>> start Records shown

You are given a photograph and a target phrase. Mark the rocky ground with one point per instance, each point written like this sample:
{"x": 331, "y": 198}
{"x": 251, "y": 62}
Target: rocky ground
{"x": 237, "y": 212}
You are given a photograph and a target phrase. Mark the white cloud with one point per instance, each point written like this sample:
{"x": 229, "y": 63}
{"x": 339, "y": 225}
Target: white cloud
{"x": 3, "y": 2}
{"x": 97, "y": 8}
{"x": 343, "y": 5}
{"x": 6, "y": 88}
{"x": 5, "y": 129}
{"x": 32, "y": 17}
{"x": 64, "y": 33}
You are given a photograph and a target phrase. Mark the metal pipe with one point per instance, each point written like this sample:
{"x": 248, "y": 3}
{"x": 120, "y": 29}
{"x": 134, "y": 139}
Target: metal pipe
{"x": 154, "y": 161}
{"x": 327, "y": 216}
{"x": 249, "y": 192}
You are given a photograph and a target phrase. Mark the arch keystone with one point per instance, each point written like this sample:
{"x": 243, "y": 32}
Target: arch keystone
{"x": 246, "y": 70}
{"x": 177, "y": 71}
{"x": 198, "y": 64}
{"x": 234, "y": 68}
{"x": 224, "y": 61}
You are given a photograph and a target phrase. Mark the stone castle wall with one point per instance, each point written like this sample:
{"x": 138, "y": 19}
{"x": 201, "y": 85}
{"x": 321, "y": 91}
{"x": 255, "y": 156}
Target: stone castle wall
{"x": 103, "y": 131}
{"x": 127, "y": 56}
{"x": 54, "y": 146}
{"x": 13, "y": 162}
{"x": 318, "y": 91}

>> end Records shown

__What you will do__
From the records above, extract everything verbatim.

__Response__
You are given a photograph and a target phrase. Mark the rocky ground with one point per instance, each point written like this sample:
{"x": 331, "y": 198}
{"x": 251, "y": 62}
Target: rocky ground
{"x": 237, "y": 212}
You are given a photograph and a target phrase. Mark the white cloud with one point per instance, each point written like this sample:
{"x": 229, "y": 63}
{"x": 339, "y": 225}
Target: white cloud
{"x": 3, "y": 2}
{"x": 97, "y": 8}
{"x": 343, "y": 5}
{"x": 6, "y": 88}
{"x": 5, "y": 129}
{"x": 32, "y": 17}
{"x": 64, "y": 33}
You are given a photograph and a target phrase. Mark the metal pipe with one point per instance, each point written like this sample:
{"x": 248, "y": 3}
{"x": 120, "y": 29}
{"x": 134, "y": 139}
Target: metal pipe
{"x": 154, "y": 161}
{"x": 327, "y": 216}
{"x": 249, "y": 192}
You are given a photograph and a target phrase. Mark the arch keystone with one point per instance, each point written like this sample:
{"x": 243, "y": 32}
Target: arch keystone
{"x": 246, "y": 70}
{"x": 177, "y": 71}
{"x": 198, "y": 64}
{"x": 234, "y": 68}
{"x": 224, "y": 61}
You are given a photograph and a target phrase. Mark the stone castle wall with one point per instance, each point written like this sample:
{"x": 138, "y": 19}
{"x": 201, "y": 85}
{"x": 321, "y": 91}
{"x": 255, "y": 156}
Target: stone castle wall
{"x": 103, "y": 131}
{"x": 127, "y": 56}
{"x": 54, "y": 146}
{"x": 13, "y": 162}
{"x": 318, "y": 91}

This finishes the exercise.